▶ THE PROBLEM
Copy the records below line for line with no changes, and omit the pictures from your copy.
((
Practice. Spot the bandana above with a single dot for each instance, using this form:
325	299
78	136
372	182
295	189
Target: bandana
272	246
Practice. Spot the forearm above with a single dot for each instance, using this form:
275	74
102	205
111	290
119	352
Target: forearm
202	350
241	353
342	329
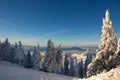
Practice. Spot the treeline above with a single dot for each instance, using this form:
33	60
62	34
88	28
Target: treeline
52	61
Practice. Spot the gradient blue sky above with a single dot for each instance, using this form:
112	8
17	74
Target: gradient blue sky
72	22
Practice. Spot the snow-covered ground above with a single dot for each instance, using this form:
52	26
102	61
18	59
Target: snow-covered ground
113	74
10	71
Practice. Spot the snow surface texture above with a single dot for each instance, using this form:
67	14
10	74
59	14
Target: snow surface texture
10	71
105	56
113	74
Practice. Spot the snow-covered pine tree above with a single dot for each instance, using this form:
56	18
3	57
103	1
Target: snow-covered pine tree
106	51
88	61
28	61
0	50
49	60
34	57
118	48
66	65
16	53
80	69
59	59
6	49
37	57
21	54
52	60
12	55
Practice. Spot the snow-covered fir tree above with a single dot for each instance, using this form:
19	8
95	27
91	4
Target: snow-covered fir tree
12	55
37	58
66	65
28	60
118	48
6	49
59	58
88	61
21	54
52	61
107	47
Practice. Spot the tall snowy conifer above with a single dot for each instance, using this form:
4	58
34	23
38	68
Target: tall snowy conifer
37	57
106	51
52	61
66	65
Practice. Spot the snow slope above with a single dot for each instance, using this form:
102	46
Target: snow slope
113	74
10	71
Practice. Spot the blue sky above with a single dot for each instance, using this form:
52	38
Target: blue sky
72	22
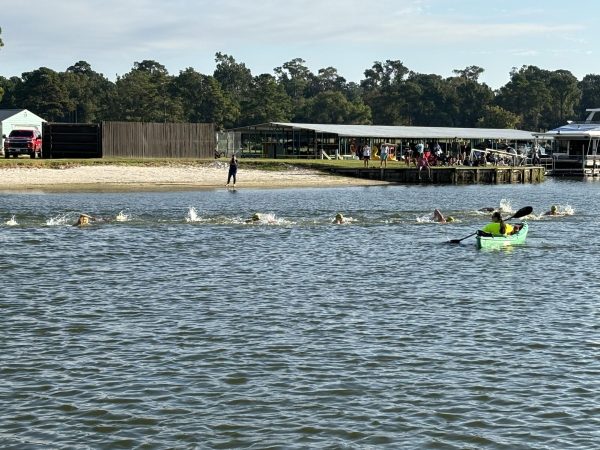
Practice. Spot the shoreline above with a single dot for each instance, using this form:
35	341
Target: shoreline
126	178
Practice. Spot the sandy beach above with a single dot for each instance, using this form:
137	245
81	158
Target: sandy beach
130	178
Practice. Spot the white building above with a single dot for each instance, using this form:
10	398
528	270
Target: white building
11	119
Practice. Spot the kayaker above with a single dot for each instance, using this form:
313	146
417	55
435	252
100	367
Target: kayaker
497	226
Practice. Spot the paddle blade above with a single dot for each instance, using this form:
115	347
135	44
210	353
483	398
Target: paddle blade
525	211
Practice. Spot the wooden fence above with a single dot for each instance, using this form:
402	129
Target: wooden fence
158	140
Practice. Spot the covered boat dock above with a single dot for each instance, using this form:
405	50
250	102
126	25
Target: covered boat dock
315	141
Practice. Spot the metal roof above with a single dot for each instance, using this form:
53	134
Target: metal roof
399	132
585	130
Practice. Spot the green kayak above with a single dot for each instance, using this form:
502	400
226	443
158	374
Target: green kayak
488	241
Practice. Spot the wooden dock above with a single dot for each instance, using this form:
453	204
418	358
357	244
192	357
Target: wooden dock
449	175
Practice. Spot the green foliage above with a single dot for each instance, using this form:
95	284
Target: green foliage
497	117
267	101
590	94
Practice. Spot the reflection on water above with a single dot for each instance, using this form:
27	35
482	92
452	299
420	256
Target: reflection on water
186	327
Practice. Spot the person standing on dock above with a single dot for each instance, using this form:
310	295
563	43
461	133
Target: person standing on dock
383	156
366	155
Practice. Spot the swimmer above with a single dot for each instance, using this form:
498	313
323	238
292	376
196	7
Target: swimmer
83	220
553	211
439	217
254	219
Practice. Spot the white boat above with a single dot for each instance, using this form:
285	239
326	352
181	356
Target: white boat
576	147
))
▶ CORRECT RESPONSE
Practice. Spot the bandana above with a single dot for each instance, using this form:
325	299
78	136
372	182
295	189
Target: bandana
272	246
Practice. Spot the forearm above with a single dot for each instance, using this form:
275	74
102	205
111	290
119	352
Target: forearm
202	350
241	353
342	329
Practice. Spot the treeline above with a single dot for each instance, using this form:
33	60
62	34
88	28
Target: treeline
52	61
Practice. Spot the gradient blue sky above with a single dot for each instance, using this form:
112	8
17	74
Target: gradient blue sky
72	22
Practice. Spot the snow-covered ground above with a single dot for each instance, using this form:
52	26
102	61
18	59
Target: snow-covered ground
113	74
10	71
Practice. Spot the snow surface texture above with a single dot for each instance, using this form:
67	14
10	74
59	14
Target: snow surface texture
10	71
105	56
113	74
Practice. Spot the snow-covered pine tree above with a single dot for each instance, using this form:
56	18
3	57
103	1
Target: snow-covered pine tree
106	51
88	61
28	61
0	50
49	60
34	57
118	48
66	65
16	53
80	69
59	59
6	49
37	57
21	54
52	60
12	55
Practice. Spot the snow-covered fir tree above with a single dot for each instance, using this form:
19	8
95	27
91	4
Target: snow-covered fir tree
12	55
37	58
66	65
28	60
118	48
6	49
59	58
88	61
21	54
52	61
107	47
Practice. Spot the tall snowy conifer above with a single dot for each instance, using this form:
4	58
34	23
38	68
Target: tall snowy conifer
37	57
106	51
52	61
66	65
Practice. Spot the snow slope above with a single dot for each instance, using this form:
102	46
Target: snow slope
113	74
10	71
Practice. Spot the blue sky above with a single dot for each instance, using this form:
52	38
Target: blue sky
72	22
Practice. Spot the shoreline above with a single dot for each instance, using this form:
35	341
Target: shoreline
126	178
Practice. Spot the sandy beach above with a single dot for each instance, using this form:
137	245
81	158
Target: sandy beach
130	178
Practice. Spot the white building above with a single dot for each instance, using this form:
10	398
528	270
Target: white building
11	119
Practice. Spot the kayaker above with a single dot for each instance, using this form:
313	146
417	55
435	252
100	367
Target: kayaker
497	226
Practice. Spot the paddle blade above with a single dot for each instance, using this form:
115	347
135	44
210	353
483	398
Target: paddle blade
525	211
Practice. Spot the wooden fence above with a single dot for each instance, using this form:
402	129
Target: wooden fence
158	140
Practice. Spot the covered boat dock above with a single dot for each instance, using this form:
405	50
250	102
126	25
Target: covered boat dock
315	141
Practice. Spot the metal roof above with a single dot for each instance, using this form:
53	134
Target: metal roof
399	132
585	130
Practice. Spot the green kayak above with a single dot for each instance, using this form:
502	400
226	443
158	374
Target: green kayak
488	241
Practice. Spot the wooden dock above with a single dot for each instance, using this form:
453	204
418	358
357	244
192	357
Target: wooden dock
449	175
Practice. Spot the green foliage above with a single dot for each instance, using this form:
95	284
Target: green foliage
497	117
267	101
590	94
Practice. Spot the reflection on water above with a single dot for each instance, using this form:
27	35
482	92
452	299
420	256
Target: reflection on water
186	327
Practice. Spot the person standing on dock above with a single dot for each instance, using this form:
310	295
563	43
461	133
Target: person standing on dock
383	156
366	155
Practice. Spot the swimmer above with a single dot for each instance, using this form:
498	313
323	238
292	376
196	7
Target: swimmer
83	220
553	211
439	217
254	219
Practice. Spot the white boat above with a single dot for each instance, using this form:
285	239
326	352
181	356
Target: white boat
576	147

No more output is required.